Extract to read Block Start

I like this back of the envelope math; it's hard to argue with.
I used to be a salaried software engineer in a big multinational. None of us had any notion of cost. We were doing stuff that we were paid to do. It probably cost millions. Most decision making did not have $ values on them. I've since been in a few startups. One where we got funded and subsequently ran out of money without ever bringing in meaningful revenue. And another one that I helped bootstrap where I'm getting paid (a little) out of revenue we make. There's a very direct connection between stuff I do and money coming in.
"The obvious objection is that code produced at that speed becomes unmanageable, a liability in itself. That is a reasonable concern, but it largely applies when agents produce code that humans then maintain. Agentic platforms are being iterated upon quickly, and for established patterns and non-business-critical code, which is the majority of what most engineering organizations actually maintain, detailed human familiarity with the codebase matters less than it once did. A messy codebase is still cheaper to send ten agents through than to staff a team around. And even if the agents need ten days to reason through an unfamiliar system, that is still faster and cheaper than most development teams operating today. The liability argument holds in a human-to-human or agent-to-human world. In an agent-to-agent world, it largely dissolves."

Extract to read Block End
Records provided Block Start

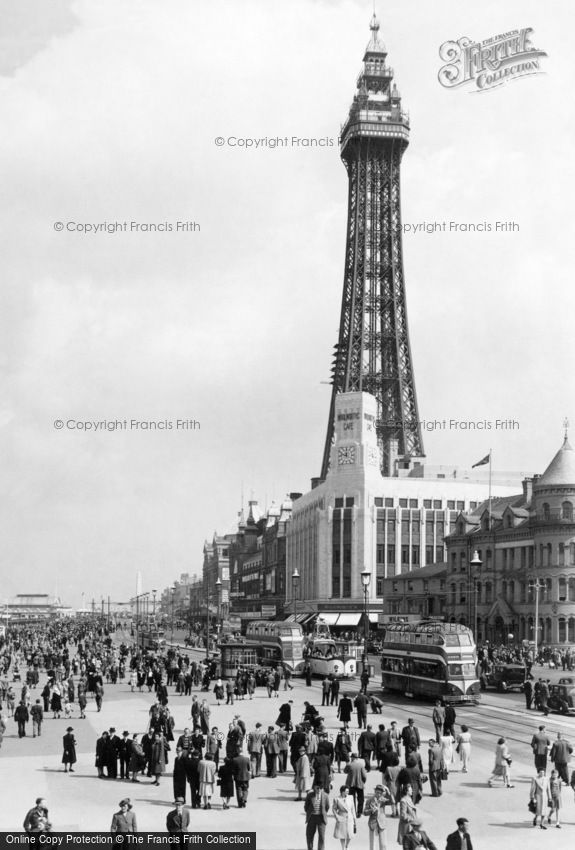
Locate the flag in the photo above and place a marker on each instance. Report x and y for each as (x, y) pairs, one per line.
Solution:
(483, 461)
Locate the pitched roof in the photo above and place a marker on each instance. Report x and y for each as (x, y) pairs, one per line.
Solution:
(561, 470)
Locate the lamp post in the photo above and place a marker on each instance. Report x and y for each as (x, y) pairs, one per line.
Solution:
(173, 594)
(365, 580)
(475, 564)
(536, 585)
(218, 601)
(295, 584)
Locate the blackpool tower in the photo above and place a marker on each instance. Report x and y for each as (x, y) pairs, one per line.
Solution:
(372, 353)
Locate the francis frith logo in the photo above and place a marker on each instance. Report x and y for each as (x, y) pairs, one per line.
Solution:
(484, 65)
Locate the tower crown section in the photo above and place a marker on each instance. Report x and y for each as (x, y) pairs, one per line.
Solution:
(376, 109)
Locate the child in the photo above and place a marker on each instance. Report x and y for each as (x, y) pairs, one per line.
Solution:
(554, 797)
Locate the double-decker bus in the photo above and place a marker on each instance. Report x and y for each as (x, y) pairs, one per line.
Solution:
(276, 643)
(430, 659)
(329, 656)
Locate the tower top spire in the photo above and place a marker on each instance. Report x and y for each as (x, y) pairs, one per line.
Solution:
(375, 44)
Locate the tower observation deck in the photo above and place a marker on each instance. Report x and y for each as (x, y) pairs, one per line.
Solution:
(373, 353)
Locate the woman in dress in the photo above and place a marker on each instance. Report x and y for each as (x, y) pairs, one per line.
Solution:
(302, 773)
(407, 813)
(502, 764)
(464, 747)
(344, 814)
(205, 717)
(390, 780)
(69, 750)
(56, 701)
(540, 795)
(226, 781)
(555, 798)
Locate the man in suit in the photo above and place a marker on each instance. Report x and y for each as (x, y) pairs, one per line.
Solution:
(460, 839)
(241, 769)
(271, 749)
(124, 753)
(316, 809)
(375, 811)
(255, 747)
(540, 744)
(438, 719)
(125, 819)
(410, 737)
(416, 837)
(355, 781)
(178, 820)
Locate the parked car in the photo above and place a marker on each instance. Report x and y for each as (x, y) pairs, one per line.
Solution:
(504, 677)
(562, 698)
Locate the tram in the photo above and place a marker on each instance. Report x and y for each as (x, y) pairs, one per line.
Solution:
(328, 656)
(430, 659)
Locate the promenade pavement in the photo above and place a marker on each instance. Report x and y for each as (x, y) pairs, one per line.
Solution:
(30, 768)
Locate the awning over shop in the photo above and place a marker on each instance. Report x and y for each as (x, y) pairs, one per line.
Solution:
(328, 617)
(350, 620)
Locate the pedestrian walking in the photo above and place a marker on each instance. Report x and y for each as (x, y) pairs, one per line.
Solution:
(464, 747)
(226, 781)
(436, 766)
(540, 744)
(355, 781)
(207, 776)
(460, 839)
(539, 797)
(438, 718)
(376, 823)
(242, 774)
(178, 819)
(407, 813)
(303, 781)
(37, 713)
(69, 750)
(344, 814)
(316, 808)
(37, 819)
(502, 764)
(124, 820)
(555, 803)
(22, 716)
(416, 837)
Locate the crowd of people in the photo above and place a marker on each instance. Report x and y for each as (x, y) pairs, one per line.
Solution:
(210, 766)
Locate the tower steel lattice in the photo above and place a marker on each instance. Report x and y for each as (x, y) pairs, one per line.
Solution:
(373, 353)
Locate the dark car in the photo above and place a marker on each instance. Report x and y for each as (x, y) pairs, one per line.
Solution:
(562, 698)
(504, 677)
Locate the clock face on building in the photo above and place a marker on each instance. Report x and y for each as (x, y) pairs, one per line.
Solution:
(346, 454)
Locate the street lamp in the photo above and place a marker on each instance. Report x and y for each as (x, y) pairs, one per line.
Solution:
(475, 563)
(537, 585)
(219, 606)
(365, 580)
(173, 592)
(295, 584)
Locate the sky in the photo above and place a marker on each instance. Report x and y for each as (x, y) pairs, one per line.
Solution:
(110, 110)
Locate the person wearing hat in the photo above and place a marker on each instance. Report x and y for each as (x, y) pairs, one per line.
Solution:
(125, 819)
(178, 820)
(302, 769)
(69, 751)
(375, 811)
(255, 748)
(416, 837)
(460, 839)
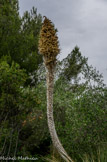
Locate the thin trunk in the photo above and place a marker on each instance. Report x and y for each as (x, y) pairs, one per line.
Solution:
(57, 144)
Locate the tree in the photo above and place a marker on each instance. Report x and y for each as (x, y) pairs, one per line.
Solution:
(19, 37)
(49, 48)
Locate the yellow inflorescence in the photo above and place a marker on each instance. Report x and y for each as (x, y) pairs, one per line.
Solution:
(48, 42)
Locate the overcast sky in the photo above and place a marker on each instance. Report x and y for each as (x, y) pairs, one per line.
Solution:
(79, 22)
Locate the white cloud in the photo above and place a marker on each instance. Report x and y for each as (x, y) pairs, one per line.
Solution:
(79, 22)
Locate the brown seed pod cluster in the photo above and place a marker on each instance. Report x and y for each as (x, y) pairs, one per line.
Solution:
(48, 42)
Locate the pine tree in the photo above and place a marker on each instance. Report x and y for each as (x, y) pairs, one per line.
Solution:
(49, 48)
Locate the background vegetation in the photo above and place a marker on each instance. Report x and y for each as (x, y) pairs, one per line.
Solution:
(80, 95)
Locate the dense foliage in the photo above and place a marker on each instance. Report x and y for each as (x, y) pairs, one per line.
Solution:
(80, 95)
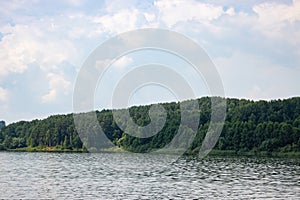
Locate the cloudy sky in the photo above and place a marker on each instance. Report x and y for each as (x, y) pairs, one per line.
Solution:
(254, 44)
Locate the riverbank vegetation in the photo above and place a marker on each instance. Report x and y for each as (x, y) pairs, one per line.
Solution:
(251, 127)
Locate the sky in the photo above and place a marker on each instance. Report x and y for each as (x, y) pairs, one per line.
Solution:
(255, 46)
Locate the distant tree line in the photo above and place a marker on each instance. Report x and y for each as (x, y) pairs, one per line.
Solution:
(271, 126)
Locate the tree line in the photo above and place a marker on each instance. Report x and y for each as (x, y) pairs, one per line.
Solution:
(271, 126)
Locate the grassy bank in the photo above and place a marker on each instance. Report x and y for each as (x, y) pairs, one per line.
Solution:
(212, 153)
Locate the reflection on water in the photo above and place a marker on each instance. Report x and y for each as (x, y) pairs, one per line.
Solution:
(144, 176)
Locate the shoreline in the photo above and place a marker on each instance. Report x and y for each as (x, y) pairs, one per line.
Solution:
(212, 153)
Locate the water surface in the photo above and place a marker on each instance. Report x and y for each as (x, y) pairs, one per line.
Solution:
(145, 176)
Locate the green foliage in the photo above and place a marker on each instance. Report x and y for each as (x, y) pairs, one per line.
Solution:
(250, 126)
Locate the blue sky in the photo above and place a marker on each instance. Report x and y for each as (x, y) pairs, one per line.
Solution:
(255, 46)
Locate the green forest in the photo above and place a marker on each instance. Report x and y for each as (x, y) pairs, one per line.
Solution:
(250, 126)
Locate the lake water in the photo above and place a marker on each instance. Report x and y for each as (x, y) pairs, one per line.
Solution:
(145, 176)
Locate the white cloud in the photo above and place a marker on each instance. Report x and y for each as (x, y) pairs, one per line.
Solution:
(123, 61)
(279, 21)
(3, 94)
(119, 22)
(35, 42)
(172, 12)
(58, 86)
(255, 77)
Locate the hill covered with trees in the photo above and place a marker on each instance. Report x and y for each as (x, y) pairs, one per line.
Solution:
(250, 126)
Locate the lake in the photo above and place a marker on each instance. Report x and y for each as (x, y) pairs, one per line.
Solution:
(145, 176)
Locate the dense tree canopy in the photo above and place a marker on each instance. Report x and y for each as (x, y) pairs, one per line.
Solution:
(270, 126)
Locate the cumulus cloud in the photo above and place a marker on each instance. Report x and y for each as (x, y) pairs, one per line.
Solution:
(58, 86)
(279, 21)
(172, 12)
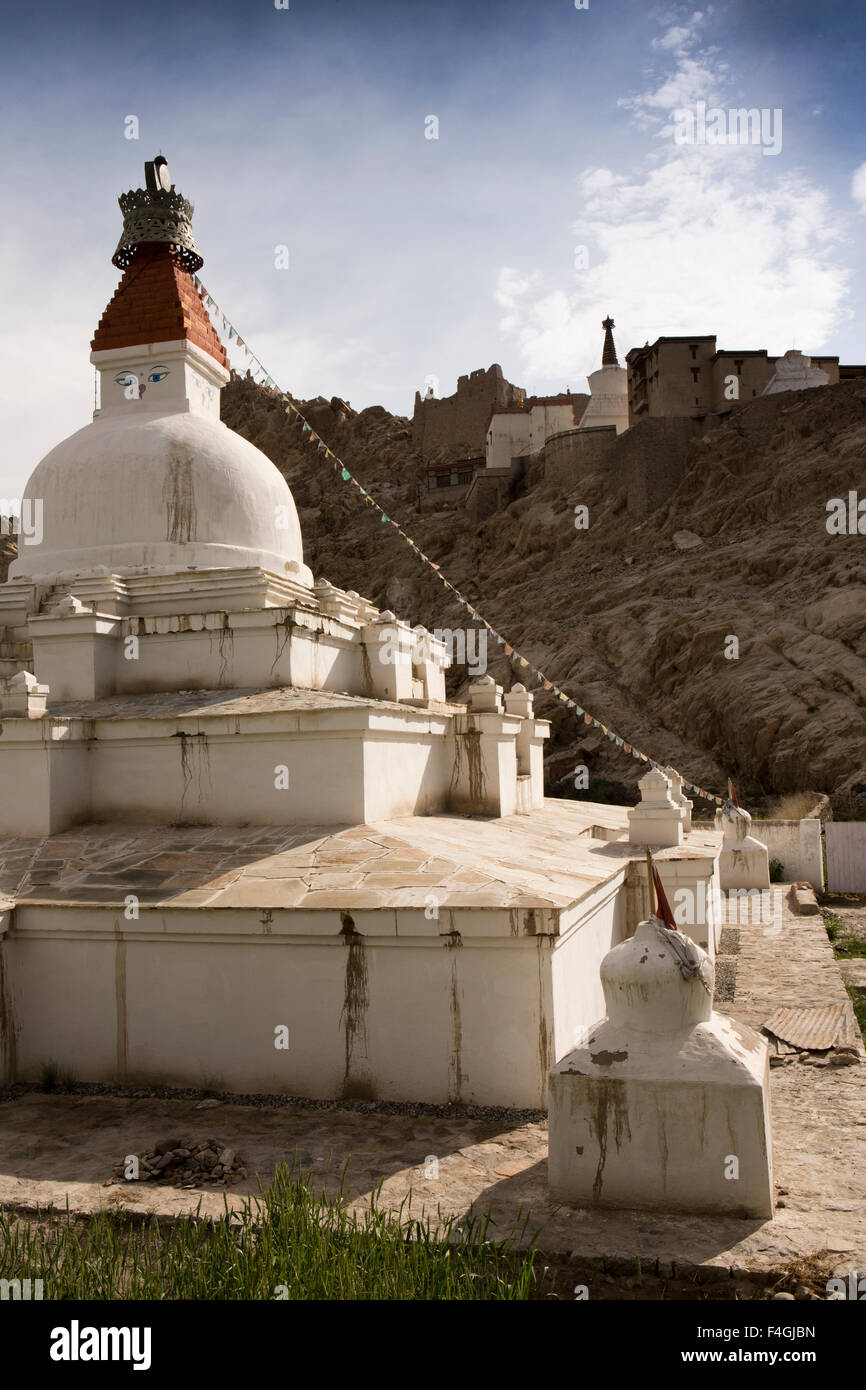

Records provided Block End

== What needs to be done ==
In the forum comment, in what kind of world does the liability argument largely dissolve? The records have no connection to the forum comment.

== Written answer ==
In an agent-to-agent world.